### Your task
All of the data below should be output exactly as given.

### Source material

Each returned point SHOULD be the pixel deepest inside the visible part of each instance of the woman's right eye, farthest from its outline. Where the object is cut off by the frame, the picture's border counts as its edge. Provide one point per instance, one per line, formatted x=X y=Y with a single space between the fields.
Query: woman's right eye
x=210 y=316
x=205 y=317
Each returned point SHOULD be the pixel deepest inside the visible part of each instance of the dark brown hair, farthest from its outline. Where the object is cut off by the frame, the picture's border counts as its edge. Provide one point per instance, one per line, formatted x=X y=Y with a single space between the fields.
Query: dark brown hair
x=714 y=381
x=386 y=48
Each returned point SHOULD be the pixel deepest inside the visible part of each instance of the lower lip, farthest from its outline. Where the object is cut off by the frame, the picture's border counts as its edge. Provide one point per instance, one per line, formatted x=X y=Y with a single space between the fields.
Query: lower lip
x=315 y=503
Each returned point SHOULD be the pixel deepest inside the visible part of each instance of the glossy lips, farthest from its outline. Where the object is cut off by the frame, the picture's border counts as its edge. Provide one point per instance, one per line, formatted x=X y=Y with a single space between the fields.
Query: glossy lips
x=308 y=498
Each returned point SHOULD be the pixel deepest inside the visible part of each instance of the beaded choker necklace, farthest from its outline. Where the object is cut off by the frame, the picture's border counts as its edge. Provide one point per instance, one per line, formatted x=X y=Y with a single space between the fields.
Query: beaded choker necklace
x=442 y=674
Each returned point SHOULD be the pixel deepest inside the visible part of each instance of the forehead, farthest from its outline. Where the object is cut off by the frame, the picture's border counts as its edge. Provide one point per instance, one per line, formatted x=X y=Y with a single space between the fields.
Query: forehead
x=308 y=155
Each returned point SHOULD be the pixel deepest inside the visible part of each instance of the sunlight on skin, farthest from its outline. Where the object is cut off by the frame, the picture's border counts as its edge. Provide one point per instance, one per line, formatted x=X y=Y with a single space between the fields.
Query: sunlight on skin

### Response
Each returned point SHOULD be the pixel deepest inside the visible part of each instance of the woman's right eye, farthest from its outline. Where the object is cut off by the frame, the picture's border counts as its edge. Provide one point per instance, one per line, formatted x=X y=Y with a single space between the fields.
Query: woman's right eye
x=210 y=316
x=205 y=317
Each returned point SHOULD be the pixel deepest inside the visible part of each instance of the dark brown hair, farthest from its outline. Where the object is cut off by the frame, the picture's border counts as its edge. Provide one point per instance, one per line, formatted x=X y=Y with a single space between the fields.
Query: dark brown hair
x=714 y=381
x=386 y=48
Each returned point SHOULD be the pixel deepest inside the visible part of each instance of the lower lip, farthest from its outline. Where the object is cut off by the frame, the picture's border counts as its edge. Provide one point per instance, one per line, formatted x=X y=Y with a single space between the fields.
Query: lower lip
x=315 y=503
Each returned point SHOULD be the pixel deepest inside the visible part of each instance of the glossy lips, farthest from its outline. Where the object is cut off by the frame, the picture's border counts as its edge. Provide one point per instance, one per line, formatted x=X y=Y with a single space between the fields.
Query: glossy lips
x=308 y=498
Each returned point SHOULD be the pixel deepest inside the visible part of each instance of the beaded choker necklace, farthest from its outline. Where the object is cut off by the frame, the picture's border counts as its edge. Provide one point per instance, one per line, formatted x=X y=Y with a single space between the fields.
Query: beaded choker necklace
x=442 y=674
Each returned point SHOULD be the pixel deepest inside the visible part of each instance of the forehead, farthest from its outline. Where the object is cut off by the frame, the picture's border counts as its edge. Provide one point per instance, one per line, formatted x=X y=Y with a single space between the fields.
Query: forehead
x=308 y=155
Each returned point SHOULD be the pixel deepest inside the visible part of each instance of the sunlight on skin, farthest from its outline. Where the object is cut off by the frame, the picture's border counts as its edge. Provide one point per instance, one per line, formatted x=X y=Y with a single space between the fields.
Query: sunlight on skin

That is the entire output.